Tratto da: Adista Notizie n° 1 del 06/01/2007

33689. NEW YORK-ADISTA. La Chiesa anglicana è arrivata al dunque: sulla questione dell'omosessualità e sul ruolo delle donne, la crepa tra progressisti - soprattutto americani - e conservatori è diventata ormai una ferita aperta che sta portando, come ampiamente previsto, allo scisma (v. Adista nn. 51, 73, 85/2006). Due delle maggiori parrocchie episcopaliane conservatrici della Virginia hanno infatti votato a stragrande maggioranza la rottura con la Chiesa episcopaliana e l'intenzione di unirsi ad altre comunità anglicane che, come loro, considerano un intollerabile lassismo l'atteggiamento di apertura nei confronti dell'omosessualità e delle donne dimostrato, ad esempio, con la nomina a vescovo del New Hampshire del gay V. Gene Robinson, nel 2003, e la nomina a presidente della Chiesa episcopaliana statunitense di una donna, Katharine Jefferts Schori.

Le due parrocchie - la Truro Church di Fairfax e la Falls Church dell'omonima città - hanno affermato di volersi porre sotto la guida dell'arcivescovo anglicano nigeriano Peter Akinola, rappresentante dell'ala più intransigente della Chiesa - ma anche della provincia più grande della Comunione anglicana, con i suoi 17 milioni di membri su 77 - che ha definito la crescente tolleranza nei confronti dei gay "un attacco satanico". Akinola intende dare vita ad una "federazione" di parrocchie che non si riconoscono più nella Chiesa anglicana, la "Congregazione degli anglicani del Nord America", ma poiché non è consentito dagli usi anglicani che un vescovo si occupi di un territorio che non ricade sotto la sua giurisdizione, Akinola ha cercato di trovare un éscamotage affiliando questa "congregazione" alla Chiesa nigeriana. L'Ufficio della Comunione anglicana di Londra, però, ha immediatamente preso posizione, affermando in un comunicato che tale Congregazione non aveva ricevuto "alcuno status ufficiale all'interno delle strutture della Comunione, né ha mostrato, l'arcivescovo di Canterbury, di appoggiare la sua istituzione".

Voci salvate
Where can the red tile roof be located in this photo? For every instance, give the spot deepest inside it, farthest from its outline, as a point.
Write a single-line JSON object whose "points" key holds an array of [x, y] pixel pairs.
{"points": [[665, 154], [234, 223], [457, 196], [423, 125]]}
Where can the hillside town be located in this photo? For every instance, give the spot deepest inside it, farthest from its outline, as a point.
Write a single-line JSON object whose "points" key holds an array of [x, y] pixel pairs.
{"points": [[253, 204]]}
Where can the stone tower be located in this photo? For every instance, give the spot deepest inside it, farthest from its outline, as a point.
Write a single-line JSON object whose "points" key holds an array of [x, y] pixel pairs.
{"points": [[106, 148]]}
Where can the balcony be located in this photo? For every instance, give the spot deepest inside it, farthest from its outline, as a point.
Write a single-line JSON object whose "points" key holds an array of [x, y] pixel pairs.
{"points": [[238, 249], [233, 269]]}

==

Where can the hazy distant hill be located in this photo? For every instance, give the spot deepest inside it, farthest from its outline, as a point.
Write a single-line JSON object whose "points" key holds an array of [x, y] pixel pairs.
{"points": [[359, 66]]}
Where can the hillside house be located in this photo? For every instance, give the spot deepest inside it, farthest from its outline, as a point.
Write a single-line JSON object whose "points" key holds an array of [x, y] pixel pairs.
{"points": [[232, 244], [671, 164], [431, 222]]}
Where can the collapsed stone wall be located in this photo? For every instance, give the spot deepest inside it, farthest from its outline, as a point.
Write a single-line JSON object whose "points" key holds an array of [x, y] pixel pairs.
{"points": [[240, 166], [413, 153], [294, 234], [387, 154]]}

CONSEGNA
Quanti membri conta la provincia guidata da Peter Akinola, secondo il testo sullo scisma anglicano? Le righe non hanno alcun legame con il testo.

RISULTATO
17 milioni di membri, sui 77 dell'intera Comunione anglicana.